Gather every line of the records below that contains the string "forested", and copy each such line in full. Case counts, so skip lines where the letters differ only in capitalization.
───
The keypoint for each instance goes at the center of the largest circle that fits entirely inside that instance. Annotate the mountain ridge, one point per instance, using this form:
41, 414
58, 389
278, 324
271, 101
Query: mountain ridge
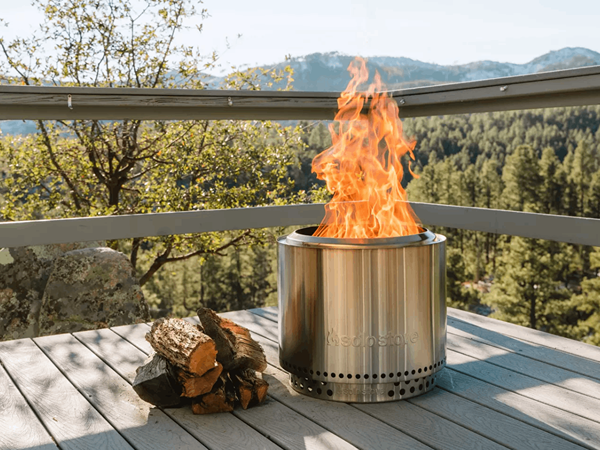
328, 72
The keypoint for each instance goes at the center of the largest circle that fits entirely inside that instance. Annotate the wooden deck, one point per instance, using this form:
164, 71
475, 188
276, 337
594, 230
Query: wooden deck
505, 387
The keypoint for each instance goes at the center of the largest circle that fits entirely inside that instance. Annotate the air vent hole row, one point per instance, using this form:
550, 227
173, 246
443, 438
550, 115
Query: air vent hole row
424, 370
419, 384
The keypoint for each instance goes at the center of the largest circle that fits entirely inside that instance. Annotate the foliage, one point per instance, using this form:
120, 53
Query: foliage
93, 167
539, 161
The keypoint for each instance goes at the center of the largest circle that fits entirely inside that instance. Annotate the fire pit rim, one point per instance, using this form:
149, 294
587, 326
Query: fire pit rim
303, 237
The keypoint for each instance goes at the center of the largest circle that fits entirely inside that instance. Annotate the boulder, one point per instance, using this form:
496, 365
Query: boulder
24, 272
88, 289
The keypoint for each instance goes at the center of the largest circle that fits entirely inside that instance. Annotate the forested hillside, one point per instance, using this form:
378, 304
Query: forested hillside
543, 161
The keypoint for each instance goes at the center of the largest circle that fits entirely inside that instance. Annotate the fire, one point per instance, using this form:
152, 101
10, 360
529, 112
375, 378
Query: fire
363, 167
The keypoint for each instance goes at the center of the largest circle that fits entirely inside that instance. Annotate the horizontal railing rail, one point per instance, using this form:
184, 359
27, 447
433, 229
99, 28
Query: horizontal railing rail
574, 230
571, 87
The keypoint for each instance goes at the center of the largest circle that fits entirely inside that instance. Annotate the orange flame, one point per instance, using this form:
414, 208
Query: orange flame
363, 168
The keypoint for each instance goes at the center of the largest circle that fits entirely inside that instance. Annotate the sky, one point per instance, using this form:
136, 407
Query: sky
436, 31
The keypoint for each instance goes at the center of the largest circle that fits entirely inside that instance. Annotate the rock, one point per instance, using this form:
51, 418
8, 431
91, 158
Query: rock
24, 272
88, 289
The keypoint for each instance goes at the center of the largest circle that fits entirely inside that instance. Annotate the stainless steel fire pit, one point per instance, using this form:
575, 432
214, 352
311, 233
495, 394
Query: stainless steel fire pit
362, 320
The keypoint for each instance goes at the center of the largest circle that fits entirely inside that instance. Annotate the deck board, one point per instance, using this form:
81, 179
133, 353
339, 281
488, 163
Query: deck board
533, 368
70, 418
505, 386
534, 418
258, 418
20, 427
216, 431
532, 351
142, 425
527, 334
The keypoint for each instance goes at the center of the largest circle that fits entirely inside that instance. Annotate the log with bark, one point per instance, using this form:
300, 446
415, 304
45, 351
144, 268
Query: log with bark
215, 364
184, 345
156, 382
236, 348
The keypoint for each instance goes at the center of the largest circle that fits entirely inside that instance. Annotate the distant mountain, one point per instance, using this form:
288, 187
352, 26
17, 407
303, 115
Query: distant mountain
327, 72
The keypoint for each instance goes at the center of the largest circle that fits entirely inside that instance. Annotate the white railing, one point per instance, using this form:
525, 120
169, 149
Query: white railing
560, 88
574, 230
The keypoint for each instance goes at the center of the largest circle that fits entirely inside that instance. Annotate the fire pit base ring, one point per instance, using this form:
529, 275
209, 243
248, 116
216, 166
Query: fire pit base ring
362, 320
364, 393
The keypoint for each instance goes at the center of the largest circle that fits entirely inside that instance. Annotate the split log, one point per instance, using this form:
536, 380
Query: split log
194, 386
220, 399
250, 388
156, 383
184, 345
236, 348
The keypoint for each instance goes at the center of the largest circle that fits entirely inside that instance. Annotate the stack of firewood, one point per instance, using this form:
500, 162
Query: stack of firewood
216, 364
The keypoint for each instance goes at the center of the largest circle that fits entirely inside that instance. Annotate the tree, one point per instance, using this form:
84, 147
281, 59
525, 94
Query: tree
91, 167
529, 290
588, 302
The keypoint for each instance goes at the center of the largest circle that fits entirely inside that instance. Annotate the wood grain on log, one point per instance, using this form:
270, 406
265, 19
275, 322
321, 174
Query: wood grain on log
155, 382
194, 386
237, 350
220, 399
184, 345
250, 389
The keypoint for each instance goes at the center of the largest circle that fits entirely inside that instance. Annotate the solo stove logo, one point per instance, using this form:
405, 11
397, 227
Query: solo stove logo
363, 340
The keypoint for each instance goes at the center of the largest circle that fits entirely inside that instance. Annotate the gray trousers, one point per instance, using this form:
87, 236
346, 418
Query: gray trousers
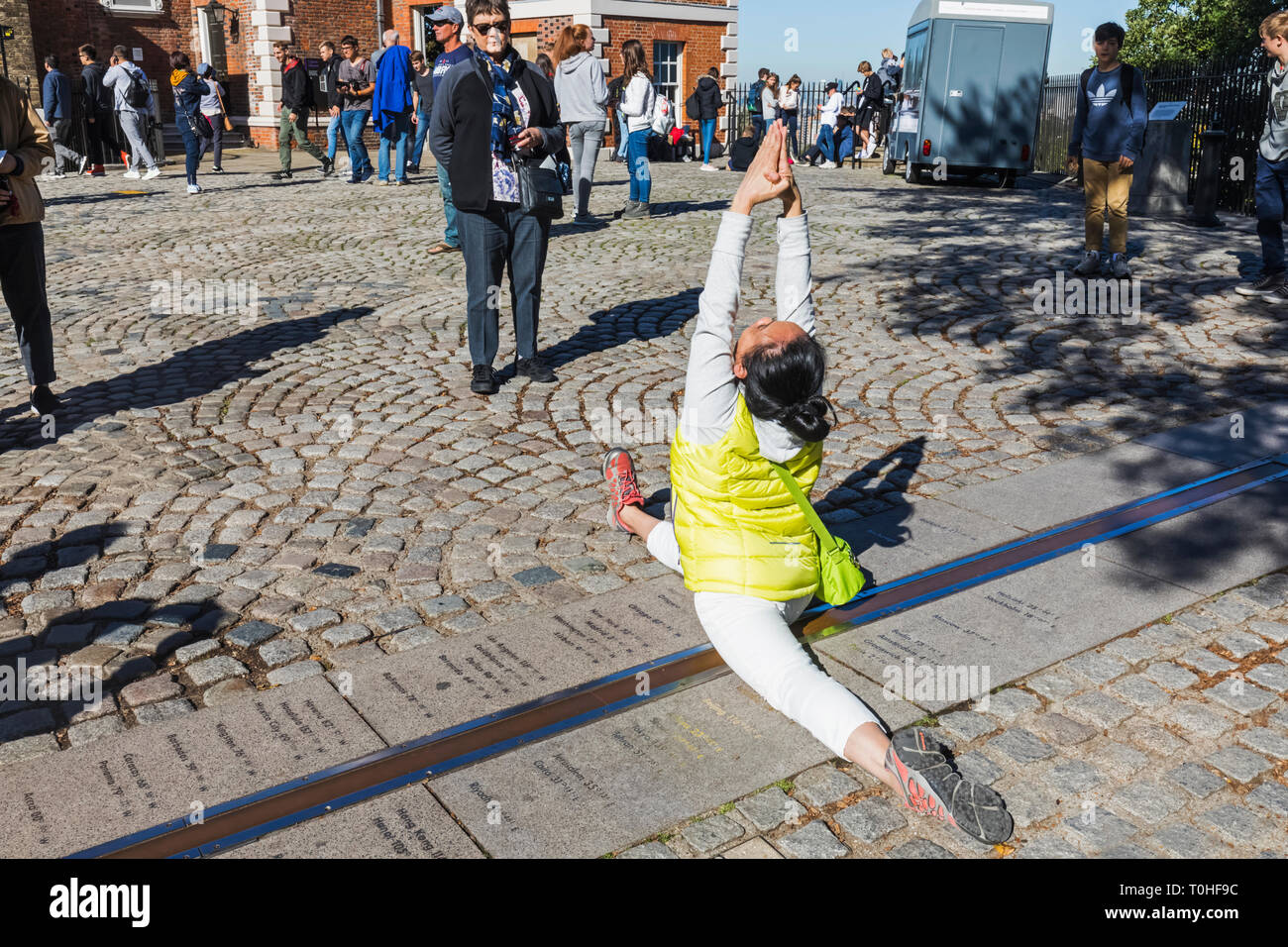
───
## Reply to the exercise:
The keypoint for each instance goes at the center of the largest circle that fits entirely inside that instance. Annotate the forested hillside, one point per instance, using this form:
Query: forested hillside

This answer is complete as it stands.